--- Problem description ---
Starting at the line that contains "of the gray" and ending at the end of the entries, write those lines out again with "tally" swapped for "survey" and nothing else changed.

--- Provided records ---
%%

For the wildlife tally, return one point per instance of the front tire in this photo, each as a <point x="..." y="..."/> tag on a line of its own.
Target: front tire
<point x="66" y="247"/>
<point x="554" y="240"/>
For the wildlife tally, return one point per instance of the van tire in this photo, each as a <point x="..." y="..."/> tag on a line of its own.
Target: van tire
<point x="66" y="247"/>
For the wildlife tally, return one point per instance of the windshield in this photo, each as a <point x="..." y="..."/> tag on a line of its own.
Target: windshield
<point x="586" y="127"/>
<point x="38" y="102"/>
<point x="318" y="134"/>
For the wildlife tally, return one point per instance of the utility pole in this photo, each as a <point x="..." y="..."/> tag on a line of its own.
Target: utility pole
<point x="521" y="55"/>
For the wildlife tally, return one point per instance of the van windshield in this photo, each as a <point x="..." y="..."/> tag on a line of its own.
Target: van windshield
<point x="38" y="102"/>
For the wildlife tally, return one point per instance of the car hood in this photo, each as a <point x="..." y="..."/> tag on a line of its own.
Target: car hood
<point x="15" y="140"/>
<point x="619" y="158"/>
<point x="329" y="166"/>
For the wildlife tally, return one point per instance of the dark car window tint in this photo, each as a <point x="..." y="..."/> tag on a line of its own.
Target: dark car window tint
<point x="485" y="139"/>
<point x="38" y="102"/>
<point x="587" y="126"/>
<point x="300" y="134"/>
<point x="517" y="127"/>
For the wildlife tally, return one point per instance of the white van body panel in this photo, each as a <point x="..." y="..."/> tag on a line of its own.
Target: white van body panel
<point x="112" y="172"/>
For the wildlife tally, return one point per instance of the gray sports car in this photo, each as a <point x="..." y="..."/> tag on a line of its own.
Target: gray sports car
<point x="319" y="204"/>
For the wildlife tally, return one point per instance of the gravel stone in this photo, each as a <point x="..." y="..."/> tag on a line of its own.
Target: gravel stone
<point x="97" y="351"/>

%%

--- Output below ---
For the wildlife survey, return one point per instance of the gray sports car in this photo, each as a <point x="..." y="..."/> tag on a line of its own.
Target: gray sports car
<point x="319" y="204"/>
For the wildlife survey, return one point per instance of the gravel stone in this photo, each as a <point x="..." y="..."/> tag on a line of its own.
Target: gravel stone
<point x="97" y="351"/>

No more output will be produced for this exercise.